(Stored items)
━━━━━━━━━━━━━━━━━━━━
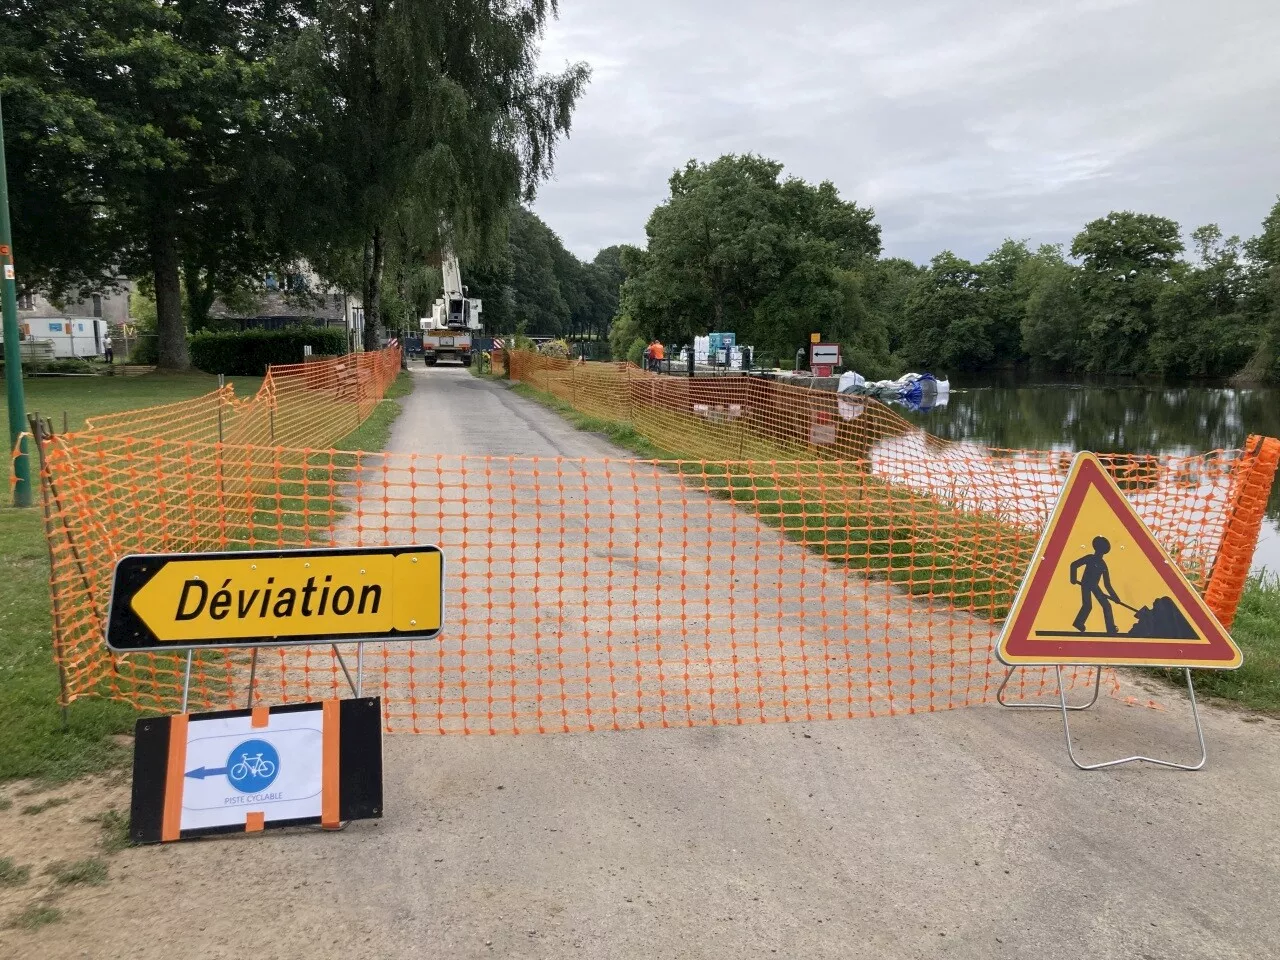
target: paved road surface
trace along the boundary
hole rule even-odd
[[[414,374],[394,449],[620,455],[463,371]],[[1078,715],[1082,752],[1189,755],[1162,699]],[[166,960],[1275,956],[1280,723],[1205,720],[1196,774],[1077,772],[1058,716],[994,706],[393,736],[386,819],[126,851],[73,923],[4,934]]]

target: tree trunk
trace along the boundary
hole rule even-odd
[[[209,310],[216,299],[213,272],[188,263],[182,268],[182,282],[186,287],[187,316],[191,318],[191,332],[199,333],[209,325]]]
[[[378,349],[378,329],[382,326],[382,229],[373,231],[372,255],[364,276],[364,348]]]
[[[187,328],[182,321],[178,238],[173,208],[158,205],[151,216],[151,268],[156,285],[156,347],[160,370],[188,370]]]

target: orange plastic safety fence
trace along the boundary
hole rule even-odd
[[[833,394],[745,378],[520,353],[509,363],[671,459],[350,454],[158,430],[47,443],[69,698],[172,710],[180,695],[179,657],[114,657],[103,644],[119,556],[438,543],[441,638],[366,646],[365,690],[383,696],[391,730],[758,723],[992,699],[1000,619],[1066,457],[944,443],[873,401],[845,409]],[[1220,585],[1227,603],[1278,450],[1251,441],[1108,463],[1193,580]],[[243,651],[201,654],[192,704],[241,704],[248,677]],[[1014,693],[1048,692],[1051,677],[1019,671]],[[319,647],[264,650],[257,681],[268,702],[346,689]]]

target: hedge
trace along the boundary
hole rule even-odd
[[[347,333],[331,327],[287,327],[284,330],[202,330],[191,338],[191,365],[205,373],[261,377],[270,364],[302,362],[302,348],[318,356],[347,352]]]

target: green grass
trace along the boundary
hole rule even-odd
[[[237,397],[250,397],[262,384],[261,377],[235,377]],[[39,413],[53,421],[55,433],[62,432],[62,414],[67,414],[71,430],[84,425],[87,417],[139,407],[177,403],[218,389],[218,378],[208,373],[145,373],[115,377],[28,377],[22,381],[27,413]],[[0,409],[8,422],[8,404],[0,397]],[[6,441],[7,443],[7,441]]]
[[[257,390],[259,381],[235,381],[238,396]],[[147,374],[138,377],[33,379],[25,382],[27,407],[54,420],[62,430],[62,411],[72,430],[86,417],[142,406],[174,403],[214,389],[206,374]],[[380,450],[400,412],[394,398],[412,390],[401,375],[384,401],[360,428],[339,444],[344,450]],[[282,496],[300,495],[300,484],[281,486]],[[298,501],[300,502],[300,501]],[[274,511],[263,511],[264,525]],[[119,767],[128,748],[116,735],[130,734],[138,714],[126,703],[83,698],[67,711],[64,729],[58,707],[58,671],[53,662],[49,612],[49,553],[40,510],[0,507],[0,782],[32,778],[63,783],[85,774]]]
[[[657,446],[629,423],[588,416],[587,414],[570,406],[559,397],[553,396],[549,393],[543,393],[541,390],[535,390],[527,384],[517,383],[511,387],[511,392],[524,397],[526,400],[533,400],[536,403],[540,403],[549,410],[554,410],[579,430],[585,430],[588,433],[598,433],[608,439],[611,443],[616,443],[618,446],[624,447],[633,453],[637,453],[648,460],[680,459],[679,454],[671,450],[664,450]]]
[[[20,887],[31,879],[31,868],[18,866],[13,857],[0,857],[0,887]]]
[[[51,863],[45,871],[53,877],[59,886],[69,887],[83,884],[87,887],[100,887],[107,882],[107,865],[97,857],[88,860],[77,860],[74,863]]]
[[[1244,652],[1244,665],[1239,670],[1195,671],[1196,693],[1280,716],[1280,578],[1249,581],[1231,636]],[[1169,679],[1184,682],[1180,670]]]
[[[38,930],[62,919],[62,911],[47,903],[33,903],[9,921],[9,926],[19,930]]]
[[[98,842],[105,852],[119,853],[133,845],[133,841],[129,838],[128,814],[121,813],[119,810],[108,810],[106,813],[91,817],[90,820],[102,828],[102,836]]]

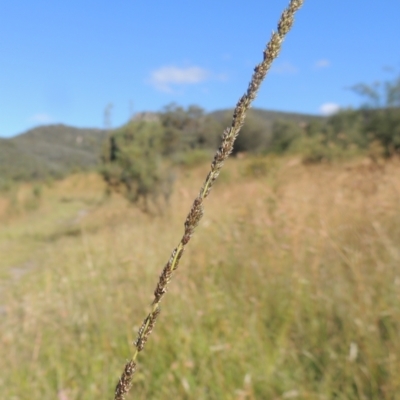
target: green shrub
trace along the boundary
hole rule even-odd
[[[160,122],[164,155],[193,149],[214,149],[222,132],[222,125],[196,105],[185,110],[175,103],[169,104],[160,113]]]
[[[0,193],[9,192],[12,188],[12,181],[7,178],[0,178]]]
[[[254,158],[245,165],[242,175],[246,178],[262,178],[267,176],[272,168],[274,162],[269,158]]]
[[[201,164],[209,163],[212,160],[212,154],[205,149],[194,149],[182,152],[177,157],[177,163],[186,167],[196,167]]]
[[[291,121],[275,121],[269,149],[274,153],[283,154],[292,148],[302,135],[302,128],[298,124]]]
[[[259,154],[266,150],[268,135],[265,123],[249,114],[246,124],[241,129],[233,147],[233,153],[249,152]]]
[[[34,185],[32,194],[35,199],[40,199],[42,197],[42,187],[39,184]]]
[[[226,128],[230,126],[232,115],[227,112],[222,119],[222,126]],[[232,153],[253,153],[260,154],[266,151],[270,141],[270,132],[268,131],[265,121],[249,112],[246,124],[241,128],[241,134],[236,138]]]
[[[368,113],[364,131],[377,140],[389,157],[400,152],[400,108],[385,108]]]
[[[400,152],[400,75],[393,81],[357,84],[352,87],[367,98],[363,107],[363,132],[377,140],[389,157]]]
[[[347,109],[329,117],[325,132],[329,140],[346,148],[356,144],[359,148],[367,148],[368,136],[363,131],[364,118],[360,111]]]
[[[108,191],[123,192],[132,203],[159,210],[168,202],[174,175],[162,158],[163,129],[159,122],[131,122],[113,132],[103,150],[101,173]]]
[[[332,145],[331,145],[332,147]],[[330,161],[332,159],[332,148],[326,143],[324,135],[303,136],[301,137],[293,150],[302,155],[305,164]]]

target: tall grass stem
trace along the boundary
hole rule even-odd
[[[132,359],[129,360],[129,362],[125,365],[124,371],[115,389],[114,400],[123,400],[131,388],[132,378],[136,370],[137,356],[143,350],[155,326],[156,320],[160,315],[161,300],[167,292],[167,286],[171,281],[173,272],[178,268],[185,246],[189,243],[197,225],[203,216],[203,201],[210,194],[224,161],[232,153],[235,139],[245,121],[246,112],[250,108],[252,101],[255,99],[261,83],[270,69],[272,62],[278,57],[283,39],[293,25],[294,14],[302,6],[302,4],[303,0],[291,0],[289,6],[283,11],[278,22],[278,30],[277,32],[272,33],[271,39],[263,52],[263,60],[254,68],[254,73],[247,91],[236,104],[231,126],[226,128],[222,135],[222,141],[211,163],[210,172],[208,173],[204,184],[198,196],[195,198],[188,216],[186,217],[184,234],[178,246],[173,250],[160,275],[159,281],[154,290],[154,300],[151,311],[139,328],[138,336],[134,343],[134,354]]]

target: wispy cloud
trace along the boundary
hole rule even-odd
[[[53,117],[51,117],[51,115],[46,113],[35,114],[30,118],[30,120],[38,124],[49,124],[54,121]]]
[[[322,68],[328,68],[330,67],[331,62],[327,60],[326,58],[322,58],[321,60],[318,60],[314,63],[314,68],[315,69],[322,69]]]
[[[324,103],[319,108],[319,112],[326,116],[336,114],[339,110],[340,106],[336,103]]]
[[[299,72],[298,68],[295,67],[293,64],[289,63],[289,62],[282,62],[282,63],[278,63],[275,64],[272,68],[271,68],[271,72],[275,73],[275,74],[282,74],[282,75],[293,75],[293,74],[297,74],[297,72]]]
[[[210,73],[200,67],[179,68],[165,66],[154,70],[150,76],[150,83],[162,92],[173,92],[174,86],[195,85],[210,78]]]

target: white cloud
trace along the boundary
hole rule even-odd
[[[336,103],[324,103],[319,108],[319,112],[326,116],[336,114],[339,110],[340,106]]]
[[[323,58],[321,60],[318,60],[314,64],[314,68],[316,68],[316,69],[328,68],[330,65],[331,65],[331,62],[329,60],[327,60],[326,58]]]
[[[166,66],[151,73],[150,83],[158,90],[172,92],[174,85],[194,85],[206,81],[209,76],[209,72],[200,67]]]
[[[53,118],[46,113],[38,113],[33,115],[30,120],[32,122],[36,122],[38,124],[49,124],[51,122],[53,122]]]
[[[274,72],[276,74],[282,74],[282,75],[293,75],[293,74],[296,74],[298,71],[299,70],[293,64],[290,64],[289,62],[275,64],[271,68],[271,72]]]

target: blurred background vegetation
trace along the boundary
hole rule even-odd
[[[377,161],[398,154],[400,77],[351,89],[365,104],[330,117],[251,110],[234,154],[298,154],[305,163],[353,156]],[[231,115],[232,110],[207,114],[196,105],[184,109],[169,104],[158,113],[138,114],[114,130],[41,126],[0,140],[0,189],[12,181],[43,181],[100,168],[110,191],[125,187],[135,202],[157,191],[150,186],[171,179],[160,174],[166,168],[210,159]]]
[[[249,113],[132,398],[398,398],[400,81],[353,90],[326,118]],[[0,140],[4,398],[112,395],[230,115]]]

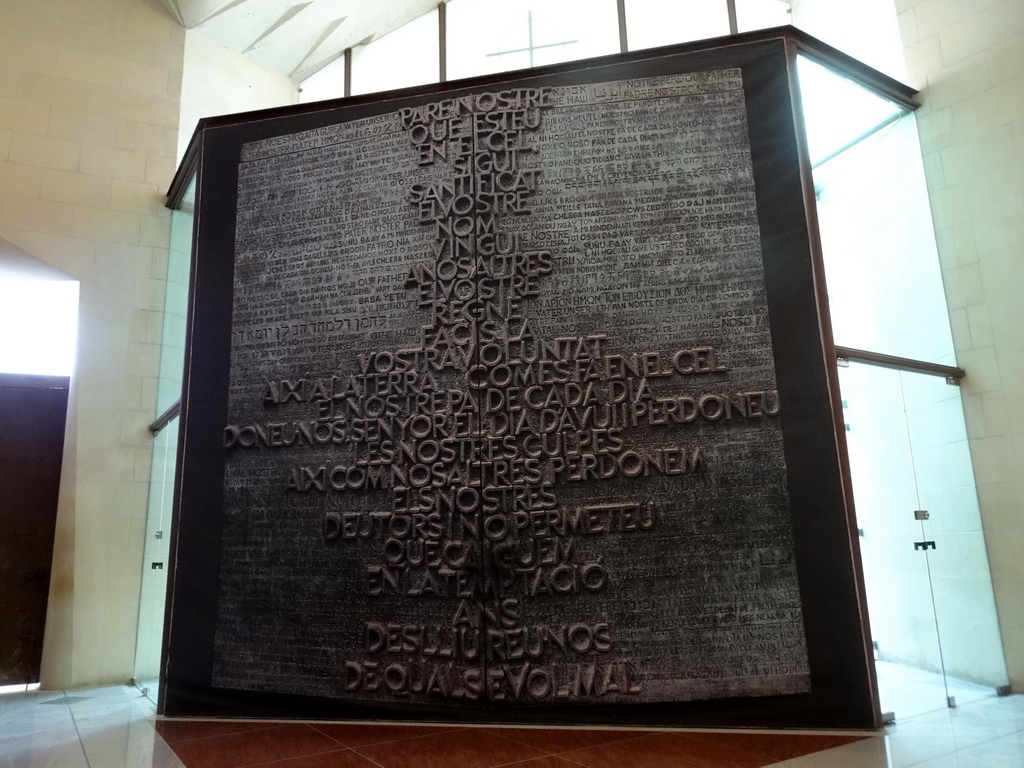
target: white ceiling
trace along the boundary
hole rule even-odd
[[[302,82],[438,0],[160,0],[186,29]]]

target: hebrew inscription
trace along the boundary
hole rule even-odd
[[[808,690],[739,70],[246,145],[214,684]]]

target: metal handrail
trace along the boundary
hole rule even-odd
[[[963,368],[957,368],[952,365],[926,363],[924,360],[883,355],[880,352],[868,352],[867,350],[853,349],[852,347],[837,346],[836,358],[855,363],[865,363],[866,365],[875,365],[879,368],[893,368],[898,371],[923,373],[927,376],[941,376],[950,384],[958,384],[967,375]]]
[[[177,400],[175,400],[173,403],[171,403],[170,407],[168,407],[168,409],[166,411],[161,413],[157,417],[156,421],[154,421],[152,424],[149,425],[149,431],[152,432],[154,435],[158,434],[161,429],[163,429],[168,424],[170,424],[172,421],[174,421],[174,419],[176,419],[178,417],[179,413],[181,413],[181,398],[180,397]]]

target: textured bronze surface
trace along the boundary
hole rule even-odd
[[[214,685],[809,689],[738,69],[247,144]]]

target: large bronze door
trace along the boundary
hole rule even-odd
[[[39,682],[66,376],[0,374],[0,685]]]

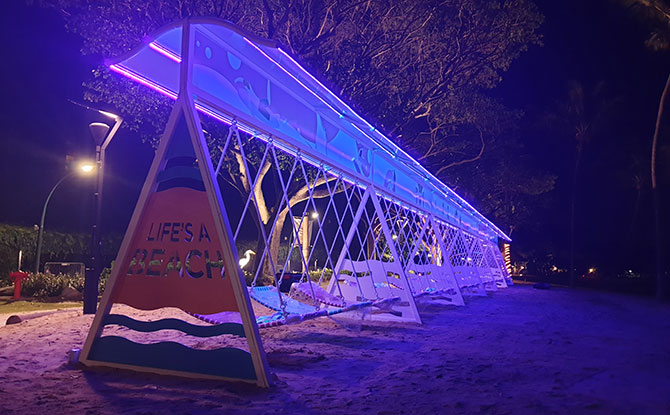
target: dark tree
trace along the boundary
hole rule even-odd
[[[670,50],[670,3],[666,0],[618,0],[622,4],[634,9],[641,17],[646,19],[650,26],[651,32],[646,41],[646,45],[657,51]],[[654,128],[654,136],[651,144],[651,192],[654,214],[654,245],[656,247],[656,297],[663,300],[667,296],[667,276],[664,272],[664,255],[663,239],[661,235],[661,209],[659,201],[659,190],[657,183],[657,166],[656,160],[658,157],[658,137],[661,129],[661,120],[663,118],[663,111],[665,109],[665,101],[670,94],[670,74],[665,82],[665,87],[661,93],[660,102],[658,104],[658,113],[656,115],[656,125]]]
━━━━━━━━━━━━━━━━━━━━
> EXERCISE PROMPT: What is the number of lines in these records that contain "white"? Reply with the number only.

> ANSWER BELOW: 2